**Problem to work on**
Put the records below into a two-column CSV with the header columns "prompt" and "response", one row for each record. Each row holds the record's text and its answer, each in a single quoted field with line breaks replaced by spaces.

**Material shown**
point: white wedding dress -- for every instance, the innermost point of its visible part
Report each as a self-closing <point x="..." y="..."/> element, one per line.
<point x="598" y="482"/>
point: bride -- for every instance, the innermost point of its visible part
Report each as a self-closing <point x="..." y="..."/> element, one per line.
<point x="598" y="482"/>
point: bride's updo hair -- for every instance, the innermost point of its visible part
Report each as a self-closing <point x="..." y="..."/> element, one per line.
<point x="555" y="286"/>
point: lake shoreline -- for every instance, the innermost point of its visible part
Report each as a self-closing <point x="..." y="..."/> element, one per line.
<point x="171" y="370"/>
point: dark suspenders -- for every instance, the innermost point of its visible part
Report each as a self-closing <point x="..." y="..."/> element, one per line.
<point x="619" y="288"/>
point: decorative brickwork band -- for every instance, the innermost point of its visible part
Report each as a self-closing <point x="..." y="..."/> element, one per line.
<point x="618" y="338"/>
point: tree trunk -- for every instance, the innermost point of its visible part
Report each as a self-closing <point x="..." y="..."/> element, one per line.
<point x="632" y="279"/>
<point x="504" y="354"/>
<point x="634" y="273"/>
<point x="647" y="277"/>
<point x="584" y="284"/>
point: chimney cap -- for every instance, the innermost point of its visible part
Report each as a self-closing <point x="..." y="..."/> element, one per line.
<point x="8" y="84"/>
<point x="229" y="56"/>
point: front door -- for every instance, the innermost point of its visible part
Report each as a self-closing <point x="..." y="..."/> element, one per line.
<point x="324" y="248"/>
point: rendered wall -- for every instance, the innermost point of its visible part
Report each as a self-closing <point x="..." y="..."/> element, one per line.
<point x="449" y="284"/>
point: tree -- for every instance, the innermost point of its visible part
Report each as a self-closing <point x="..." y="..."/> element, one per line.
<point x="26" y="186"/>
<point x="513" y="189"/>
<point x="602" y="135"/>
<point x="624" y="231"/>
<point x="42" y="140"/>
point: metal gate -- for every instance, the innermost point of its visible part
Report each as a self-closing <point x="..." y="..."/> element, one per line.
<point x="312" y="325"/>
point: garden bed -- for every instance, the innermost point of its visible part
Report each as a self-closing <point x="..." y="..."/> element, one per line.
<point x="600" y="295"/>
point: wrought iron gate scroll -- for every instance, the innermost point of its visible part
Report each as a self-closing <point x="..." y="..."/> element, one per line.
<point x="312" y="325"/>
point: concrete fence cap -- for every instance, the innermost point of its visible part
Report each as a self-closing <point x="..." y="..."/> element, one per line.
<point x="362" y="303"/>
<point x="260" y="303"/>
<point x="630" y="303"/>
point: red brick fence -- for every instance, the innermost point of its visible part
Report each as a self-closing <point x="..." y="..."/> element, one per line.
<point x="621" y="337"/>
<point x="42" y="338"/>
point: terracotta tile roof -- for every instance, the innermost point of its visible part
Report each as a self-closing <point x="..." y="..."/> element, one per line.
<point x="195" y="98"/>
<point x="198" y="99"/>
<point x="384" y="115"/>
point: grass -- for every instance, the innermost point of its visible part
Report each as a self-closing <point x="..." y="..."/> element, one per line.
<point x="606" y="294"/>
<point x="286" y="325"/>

**Response to the task**
prompt,response
"point: white wedding dress -- for every instance, the innermost point of its visible part Report each as a self-closing <point x=""..."" y=""...""/> element, one per line.","<point x=""598"" y=""482""/>"
"point: bride -- for every instance, the innermost point of its visible part Report each as a self-closing <point x=""..."" y=""...""/> element, one per line.","<point x=""598"" y=""482""/>"
"point: bride's updo hair -- for every instance, the innermost point of its visible part Report each as a self-closing <point x=""..."" y=""...""/> element, one per line.","<point x=""555"" y=""286""/>"
"point: lake shoreline -- for every instance, the innermost point of its visible part Report each as a self-closing <point x=""..."" y=""...""/> element, one per line.","<point x=""171"" y=""370""/>"
"point: dark suspenders -- for every instance, the innermost point of its visible part Report each as a self-closing <point x=""..."" y=""...""/> element, one per line.","<point x=""619"" y=""288""/>"
"point: decorative brickwork band -- for every instance, the innermost point of its visible part Report each as a self-closing <point x=""..."" y=""...""/> element, one per line.","<point x=""618"" y=""338""/>"
"point: tree trunk -- for every instance, the innermost point of its visible part Report each as a self-closing <point x=""..."" y=""...""/> element, one per line.","<point x=""632"" y=""279""/> <point x=""504"" y=""354""/> <point x=""634"" y=""273""/> <point x=""647"" y=""277""/> <point x=""584"" y=""284""/>"
"point: chimney cap -- for every instance, the innermost point of its visible part Report each as a self-closing <point x=""..."" y=""...""/> element, one per line.","<point x=""8"" y=""84""/> <point x=""229"" y=""56""/>"
"point: front door -- for every instance, the innermost point of its visible part Report each as a self-closing <point x=""..."" y=""...""/> element, one per line.","<point x=""324"" y=""248""/>"
"point: rendered wall -- for every instance, the innermost point of its visible part Report each as a self-closing <point x=""..."" y=""...""/> element, one per line.","<point x=""449"" y=""284""/>"
"point: tree -- for every instance, the innermost point of its visible part Report each as a self-closing <point x=""..."" y=""...""/> element, one per line.","<point x=""26"" y=""186""/> <point x=""513"" y=""189""/> <point x=""602"" y=""135""/> <point x=""624"" y=""231""/> <point x=""42"" y=""140""/>"
"point: metal gate -- for every instance, the innermost point of its visible part Report each as a self-closing <point x=""..."" y=""...""/> element, one per line.","<point x=""312"" y=""325""/>"
"point: garden bed -- for every instance, the innermost point of its visible part Report each as a self-closing <point x=""..."" y=""...""/> element, one per line.","<point x=""600"" y=""295""/>"
"point: wrought iron gate scroll -- for every instance, the innermost point of its visible part Report each as a self-closing <point x=""..."" y=""...""/> element, one per line.","<point x=""312"" y=""325""/>"
"point: concrete fence cap -- for every instance, the innermost point of its visible part Report each as a self-closing <point x=""..."" y=""...""/> element, one per line.","<point x=""362"" y=""303""/> <point x=""260"" y=""303""/> <point x=""630"" y=""303""/>"
"point: red brick fence -- for every instance, the innermost point of its visible part Report each as a self-closing <point x=""..."" y=""...""/> element, one per line.","<point x=""621"" y=""337""/> <point x=""42"" y=""338""/>"
"point: terracotta tile roof -- for every instance, the innermost point of its visible part Report each as a self-closing <point x=""..."" y=""...""/> element, one per line.","<point x=""195"" y=""98""/> <point x=""198"" y=""99""/> <point x=""384"" y=""115""/>"
"point: grass -- for every instance, the innermost point of its visible part Report each as a self-closing <point x=""..."" y=""...""/> element, one per line.","<point x=""606"" y=""294""/> <point x=""286"" y=""325""/>"